Records for the exercise:
⟨

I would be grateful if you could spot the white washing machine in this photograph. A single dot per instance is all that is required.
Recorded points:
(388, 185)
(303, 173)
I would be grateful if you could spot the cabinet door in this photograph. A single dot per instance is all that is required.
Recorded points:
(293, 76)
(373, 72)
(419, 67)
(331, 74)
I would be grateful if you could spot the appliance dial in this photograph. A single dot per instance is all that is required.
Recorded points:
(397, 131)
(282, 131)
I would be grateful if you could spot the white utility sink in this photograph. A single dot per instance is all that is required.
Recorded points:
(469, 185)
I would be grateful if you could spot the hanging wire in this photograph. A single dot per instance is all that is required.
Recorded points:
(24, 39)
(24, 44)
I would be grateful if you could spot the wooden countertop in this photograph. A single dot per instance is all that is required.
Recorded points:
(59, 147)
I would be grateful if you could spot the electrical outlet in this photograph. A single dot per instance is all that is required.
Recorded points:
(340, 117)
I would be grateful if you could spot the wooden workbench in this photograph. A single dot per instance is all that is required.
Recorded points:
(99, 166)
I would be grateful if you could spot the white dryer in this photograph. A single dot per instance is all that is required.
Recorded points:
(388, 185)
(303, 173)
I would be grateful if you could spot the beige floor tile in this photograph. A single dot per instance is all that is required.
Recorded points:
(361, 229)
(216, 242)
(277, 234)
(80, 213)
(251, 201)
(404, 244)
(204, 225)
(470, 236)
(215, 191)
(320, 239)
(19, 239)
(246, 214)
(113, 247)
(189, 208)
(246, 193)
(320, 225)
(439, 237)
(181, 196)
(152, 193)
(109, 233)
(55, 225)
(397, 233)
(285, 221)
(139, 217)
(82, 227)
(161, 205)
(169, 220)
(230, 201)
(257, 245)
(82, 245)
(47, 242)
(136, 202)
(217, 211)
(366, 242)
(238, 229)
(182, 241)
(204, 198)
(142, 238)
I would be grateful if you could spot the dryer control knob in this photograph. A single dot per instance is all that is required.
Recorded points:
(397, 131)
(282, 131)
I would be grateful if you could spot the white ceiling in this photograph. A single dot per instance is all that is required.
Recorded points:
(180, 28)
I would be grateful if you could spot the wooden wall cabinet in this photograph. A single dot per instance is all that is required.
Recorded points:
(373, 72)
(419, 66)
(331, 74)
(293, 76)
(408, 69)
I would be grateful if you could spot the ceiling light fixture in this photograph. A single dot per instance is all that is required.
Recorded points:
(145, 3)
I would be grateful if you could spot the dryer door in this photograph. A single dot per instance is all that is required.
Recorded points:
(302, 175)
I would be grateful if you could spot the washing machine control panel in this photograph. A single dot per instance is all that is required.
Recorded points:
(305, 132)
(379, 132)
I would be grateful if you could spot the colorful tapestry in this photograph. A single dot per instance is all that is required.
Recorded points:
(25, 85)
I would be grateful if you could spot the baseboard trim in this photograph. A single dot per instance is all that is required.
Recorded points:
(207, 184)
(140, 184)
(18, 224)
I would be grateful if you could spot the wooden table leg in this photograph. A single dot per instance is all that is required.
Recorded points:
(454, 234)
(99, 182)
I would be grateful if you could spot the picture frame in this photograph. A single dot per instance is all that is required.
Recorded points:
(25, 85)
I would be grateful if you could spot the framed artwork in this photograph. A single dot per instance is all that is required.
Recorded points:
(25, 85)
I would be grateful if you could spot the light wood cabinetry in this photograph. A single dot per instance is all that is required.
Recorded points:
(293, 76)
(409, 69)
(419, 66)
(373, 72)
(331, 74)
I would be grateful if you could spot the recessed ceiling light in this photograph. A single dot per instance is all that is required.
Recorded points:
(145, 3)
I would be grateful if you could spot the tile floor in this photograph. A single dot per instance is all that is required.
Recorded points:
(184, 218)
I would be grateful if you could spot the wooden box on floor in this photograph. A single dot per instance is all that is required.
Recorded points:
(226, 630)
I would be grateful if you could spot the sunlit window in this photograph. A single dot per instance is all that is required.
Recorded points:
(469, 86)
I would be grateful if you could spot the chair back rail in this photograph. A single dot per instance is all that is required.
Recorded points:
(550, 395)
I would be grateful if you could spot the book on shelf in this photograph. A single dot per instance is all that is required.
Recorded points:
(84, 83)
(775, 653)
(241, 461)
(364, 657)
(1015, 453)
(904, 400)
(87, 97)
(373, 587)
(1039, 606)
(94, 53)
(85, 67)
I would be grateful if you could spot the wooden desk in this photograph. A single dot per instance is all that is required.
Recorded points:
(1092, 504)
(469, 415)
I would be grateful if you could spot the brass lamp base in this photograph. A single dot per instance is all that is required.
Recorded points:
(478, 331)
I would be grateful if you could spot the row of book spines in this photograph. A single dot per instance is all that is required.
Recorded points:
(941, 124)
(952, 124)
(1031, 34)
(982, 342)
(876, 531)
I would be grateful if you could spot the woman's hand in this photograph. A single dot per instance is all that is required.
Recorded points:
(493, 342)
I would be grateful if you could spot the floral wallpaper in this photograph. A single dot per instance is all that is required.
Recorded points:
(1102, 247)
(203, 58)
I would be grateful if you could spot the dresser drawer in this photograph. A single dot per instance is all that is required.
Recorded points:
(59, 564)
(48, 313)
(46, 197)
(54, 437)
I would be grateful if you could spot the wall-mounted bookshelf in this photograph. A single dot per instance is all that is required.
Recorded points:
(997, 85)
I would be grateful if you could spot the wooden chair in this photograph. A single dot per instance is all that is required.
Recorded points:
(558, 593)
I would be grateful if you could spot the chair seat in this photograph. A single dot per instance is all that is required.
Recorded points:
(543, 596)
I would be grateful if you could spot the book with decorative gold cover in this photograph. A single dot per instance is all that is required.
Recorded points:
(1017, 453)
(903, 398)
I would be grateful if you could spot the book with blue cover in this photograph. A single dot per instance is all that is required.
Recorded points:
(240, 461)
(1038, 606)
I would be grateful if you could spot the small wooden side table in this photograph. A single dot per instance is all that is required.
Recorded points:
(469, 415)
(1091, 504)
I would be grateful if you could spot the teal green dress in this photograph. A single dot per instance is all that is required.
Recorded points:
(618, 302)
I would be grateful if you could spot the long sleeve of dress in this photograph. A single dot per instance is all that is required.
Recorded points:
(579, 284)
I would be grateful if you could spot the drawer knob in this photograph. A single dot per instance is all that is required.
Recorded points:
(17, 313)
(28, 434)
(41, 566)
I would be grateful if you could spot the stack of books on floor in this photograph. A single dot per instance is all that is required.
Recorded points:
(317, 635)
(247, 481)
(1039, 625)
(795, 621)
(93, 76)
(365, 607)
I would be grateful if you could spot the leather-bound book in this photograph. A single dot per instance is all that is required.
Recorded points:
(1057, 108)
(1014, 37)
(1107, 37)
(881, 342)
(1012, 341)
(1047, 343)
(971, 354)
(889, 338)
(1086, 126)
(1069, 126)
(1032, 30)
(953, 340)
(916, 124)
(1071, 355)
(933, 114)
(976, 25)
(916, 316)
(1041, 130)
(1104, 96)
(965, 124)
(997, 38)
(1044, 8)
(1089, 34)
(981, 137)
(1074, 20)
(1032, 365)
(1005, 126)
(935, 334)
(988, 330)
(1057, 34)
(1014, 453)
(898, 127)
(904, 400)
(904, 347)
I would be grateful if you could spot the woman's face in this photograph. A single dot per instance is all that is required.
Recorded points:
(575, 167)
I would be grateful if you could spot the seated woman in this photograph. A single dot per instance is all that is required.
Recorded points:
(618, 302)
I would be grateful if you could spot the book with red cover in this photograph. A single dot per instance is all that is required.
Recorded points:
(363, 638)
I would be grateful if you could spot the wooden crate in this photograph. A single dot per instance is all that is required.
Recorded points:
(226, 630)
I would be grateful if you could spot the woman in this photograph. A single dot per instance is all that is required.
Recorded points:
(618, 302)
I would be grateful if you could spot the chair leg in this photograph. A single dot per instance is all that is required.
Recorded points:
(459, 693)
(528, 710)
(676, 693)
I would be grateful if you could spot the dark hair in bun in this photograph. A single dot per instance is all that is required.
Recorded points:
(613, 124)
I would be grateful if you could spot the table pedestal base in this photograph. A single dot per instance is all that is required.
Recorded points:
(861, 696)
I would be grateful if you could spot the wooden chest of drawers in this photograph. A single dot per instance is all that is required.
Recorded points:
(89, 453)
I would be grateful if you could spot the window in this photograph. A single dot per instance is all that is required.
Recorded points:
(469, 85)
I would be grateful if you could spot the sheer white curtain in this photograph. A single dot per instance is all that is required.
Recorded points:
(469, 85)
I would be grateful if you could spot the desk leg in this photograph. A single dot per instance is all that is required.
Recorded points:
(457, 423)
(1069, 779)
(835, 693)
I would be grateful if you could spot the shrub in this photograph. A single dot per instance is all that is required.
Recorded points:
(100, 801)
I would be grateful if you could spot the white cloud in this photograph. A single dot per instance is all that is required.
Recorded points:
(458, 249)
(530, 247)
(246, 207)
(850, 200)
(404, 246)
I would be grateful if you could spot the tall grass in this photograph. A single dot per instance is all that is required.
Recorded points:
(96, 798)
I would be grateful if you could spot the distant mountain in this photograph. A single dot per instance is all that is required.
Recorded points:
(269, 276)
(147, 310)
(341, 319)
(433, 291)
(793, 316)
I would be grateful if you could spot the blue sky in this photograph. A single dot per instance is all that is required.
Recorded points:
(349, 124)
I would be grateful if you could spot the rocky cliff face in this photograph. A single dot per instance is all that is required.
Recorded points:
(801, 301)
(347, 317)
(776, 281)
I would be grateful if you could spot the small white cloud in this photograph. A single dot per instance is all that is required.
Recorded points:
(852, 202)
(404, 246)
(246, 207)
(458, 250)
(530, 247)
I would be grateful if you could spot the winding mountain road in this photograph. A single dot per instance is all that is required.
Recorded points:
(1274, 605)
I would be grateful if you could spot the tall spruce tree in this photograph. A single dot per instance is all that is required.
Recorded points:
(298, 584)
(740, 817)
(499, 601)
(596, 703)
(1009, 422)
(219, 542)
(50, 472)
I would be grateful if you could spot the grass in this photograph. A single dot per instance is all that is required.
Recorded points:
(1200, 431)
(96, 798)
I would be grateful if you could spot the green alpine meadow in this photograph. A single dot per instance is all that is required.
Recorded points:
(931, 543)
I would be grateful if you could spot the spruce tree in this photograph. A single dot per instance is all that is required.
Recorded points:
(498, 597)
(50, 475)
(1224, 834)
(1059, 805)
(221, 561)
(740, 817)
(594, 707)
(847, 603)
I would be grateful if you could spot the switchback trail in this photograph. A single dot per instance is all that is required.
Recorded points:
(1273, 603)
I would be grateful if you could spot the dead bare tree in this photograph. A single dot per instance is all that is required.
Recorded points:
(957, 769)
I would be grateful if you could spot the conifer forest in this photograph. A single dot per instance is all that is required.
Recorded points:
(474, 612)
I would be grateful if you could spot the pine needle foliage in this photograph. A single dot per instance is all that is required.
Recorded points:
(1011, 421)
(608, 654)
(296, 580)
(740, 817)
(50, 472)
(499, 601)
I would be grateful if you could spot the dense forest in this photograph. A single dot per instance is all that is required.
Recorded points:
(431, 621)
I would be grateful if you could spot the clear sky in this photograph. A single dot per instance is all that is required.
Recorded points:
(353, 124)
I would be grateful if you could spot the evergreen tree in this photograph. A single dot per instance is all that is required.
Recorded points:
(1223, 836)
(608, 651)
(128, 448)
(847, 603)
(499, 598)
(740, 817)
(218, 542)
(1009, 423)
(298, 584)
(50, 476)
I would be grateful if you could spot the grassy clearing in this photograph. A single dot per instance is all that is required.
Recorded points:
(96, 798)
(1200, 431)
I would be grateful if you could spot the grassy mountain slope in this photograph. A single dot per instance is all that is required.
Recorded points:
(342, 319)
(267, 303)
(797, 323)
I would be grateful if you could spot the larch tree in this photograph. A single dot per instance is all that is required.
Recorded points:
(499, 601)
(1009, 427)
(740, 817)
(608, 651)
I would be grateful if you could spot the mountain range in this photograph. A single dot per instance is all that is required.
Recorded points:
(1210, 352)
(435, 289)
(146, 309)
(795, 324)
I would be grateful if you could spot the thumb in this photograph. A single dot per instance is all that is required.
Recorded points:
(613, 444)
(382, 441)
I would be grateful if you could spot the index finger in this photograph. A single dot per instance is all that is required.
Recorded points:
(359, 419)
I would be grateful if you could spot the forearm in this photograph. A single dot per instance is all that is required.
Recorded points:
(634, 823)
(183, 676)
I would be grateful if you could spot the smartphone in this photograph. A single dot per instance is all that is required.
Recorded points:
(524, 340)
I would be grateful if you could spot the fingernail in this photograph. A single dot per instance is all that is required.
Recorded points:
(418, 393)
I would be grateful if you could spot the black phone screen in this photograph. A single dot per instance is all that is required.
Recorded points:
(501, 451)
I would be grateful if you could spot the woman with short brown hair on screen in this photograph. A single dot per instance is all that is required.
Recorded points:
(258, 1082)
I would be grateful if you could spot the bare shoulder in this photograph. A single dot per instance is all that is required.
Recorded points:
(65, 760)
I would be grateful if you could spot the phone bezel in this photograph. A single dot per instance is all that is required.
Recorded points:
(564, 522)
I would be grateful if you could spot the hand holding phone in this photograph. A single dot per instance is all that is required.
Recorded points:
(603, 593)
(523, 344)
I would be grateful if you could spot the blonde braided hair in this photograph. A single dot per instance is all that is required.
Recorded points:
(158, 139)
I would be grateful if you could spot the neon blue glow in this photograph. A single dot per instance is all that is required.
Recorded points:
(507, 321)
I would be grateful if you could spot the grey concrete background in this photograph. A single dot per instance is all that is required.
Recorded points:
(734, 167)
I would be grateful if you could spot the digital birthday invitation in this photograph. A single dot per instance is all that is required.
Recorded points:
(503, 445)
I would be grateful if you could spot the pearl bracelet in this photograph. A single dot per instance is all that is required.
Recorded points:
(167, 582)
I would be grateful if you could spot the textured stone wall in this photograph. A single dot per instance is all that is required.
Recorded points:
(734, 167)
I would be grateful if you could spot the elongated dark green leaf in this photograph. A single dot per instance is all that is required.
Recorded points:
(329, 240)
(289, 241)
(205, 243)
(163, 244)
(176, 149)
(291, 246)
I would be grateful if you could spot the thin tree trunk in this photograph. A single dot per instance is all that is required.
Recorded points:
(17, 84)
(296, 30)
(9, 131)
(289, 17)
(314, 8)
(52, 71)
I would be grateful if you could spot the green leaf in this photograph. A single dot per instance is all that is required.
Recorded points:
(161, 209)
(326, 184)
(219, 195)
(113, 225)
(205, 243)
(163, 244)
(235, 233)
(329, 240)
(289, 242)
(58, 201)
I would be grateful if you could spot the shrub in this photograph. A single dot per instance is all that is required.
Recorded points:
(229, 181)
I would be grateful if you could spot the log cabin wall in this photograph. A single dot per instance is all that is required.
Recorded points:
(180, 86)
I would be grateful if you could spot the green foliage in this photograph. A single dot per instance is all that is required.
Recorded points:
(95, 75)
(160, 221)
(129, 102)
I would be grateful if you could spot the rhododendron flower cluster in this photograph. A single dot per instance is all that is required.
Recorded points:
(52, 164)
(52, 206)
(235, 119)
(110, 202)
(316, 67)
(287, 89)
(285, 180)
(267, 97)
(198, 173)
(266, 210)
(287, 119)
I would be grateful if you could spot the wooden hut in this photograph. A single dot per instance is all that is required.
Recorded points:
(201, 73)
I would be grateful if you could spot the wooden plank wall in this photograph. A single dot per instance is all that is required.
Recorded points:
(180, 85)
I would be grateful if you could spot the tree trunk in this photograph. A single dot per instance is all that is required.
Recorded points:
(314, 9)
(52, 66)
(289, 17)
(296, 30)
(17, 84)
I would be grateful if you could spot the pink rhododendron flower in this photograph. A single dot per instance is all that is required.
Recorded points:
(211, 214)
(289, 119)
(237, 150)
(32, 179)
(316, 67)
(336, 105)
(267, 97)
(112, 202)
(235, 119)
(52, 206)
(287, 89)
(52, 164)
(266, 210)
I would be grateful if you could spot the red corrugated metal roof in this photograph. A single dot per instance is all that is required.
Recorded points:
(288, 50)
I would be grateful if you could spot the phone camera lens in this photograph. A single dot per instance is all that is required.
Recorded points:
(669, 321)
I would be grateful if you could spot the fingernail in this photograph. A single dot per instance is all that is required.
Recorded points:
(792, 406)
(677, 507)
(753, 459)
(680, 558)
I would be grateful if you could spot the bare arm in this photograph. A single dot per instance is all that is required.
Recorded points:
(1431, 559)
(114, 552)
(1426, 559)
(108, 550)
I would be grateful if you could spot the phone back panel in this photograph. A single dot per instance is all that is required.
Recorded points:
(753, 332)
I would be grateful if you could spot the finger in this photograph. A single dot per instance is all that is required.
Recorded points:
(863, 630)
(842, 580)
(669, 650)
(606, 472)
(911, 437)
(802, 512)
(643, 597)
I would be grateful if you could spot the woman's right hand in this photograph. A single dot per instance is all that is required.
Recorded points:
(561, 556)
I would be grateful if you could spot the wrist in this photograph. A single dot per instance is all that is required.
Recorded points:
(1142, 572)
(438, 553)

⟩

Take the line with "I would be grateful if you could spot the pink" and all lines after it through the end of the records, and write them out exactly; include nothing else.

I would be grateful if you could spot the pink rhododendron flower in this photograph. A single dot per instance is all that is required.
Recorded points:
(211, 214)
(289, 119)
(237, 150)
(32, 179)
(316, 67)
(336, 105)
(267, 97)
(112, 202)
(235, 119)
(52, 206)
(287, 89)
(52, 164)
(266, 210)
I would be grateful if you could spot the red corrugated metal roof in this photograph. A single dot per instance is all that is required.
Recorded points:
(288, 50)
I would be grateful if you could spot the phone camera lens in this photograph. A single dot per instance is all that is required.
Recorded points:
(669, 321)
I would be grateful if you could spot the fingernail in this photograph. A single dot per instance is all that is required.
Recorded points:
(792, 406)
(677, 507)
(753, 459)
(680, 558)
I would be grateful if you could spot the bare arm in this photograph. A single dot per instance is all that is required.
Recorded points:
(1431, 559)
(114, 552)
(1426, 559)
(108, 550)
I would be grateful if you could spot the phone back panel in this photograph. A single dot per instance is all that is required.
Recorded points:
(753, 332)
I would be grateful if you could spot the finger in this photograph. A single dot per instance is all that is required.
Recorded points:
(863, 630)
(842, 580)
(669, 650)
(606, 472)
(911, 437)
(802, 512)
(643, 597)
I would be grateful if you could spot the woman's right hand in this photograph. A single dot per instance is all that is required.
Recorded points:
(561, 556)
I would be grateful if you could spot the wrist in this photograph. A single dot per instance is all that is required.
Recorded points:
(1142, 572)
(438, 553)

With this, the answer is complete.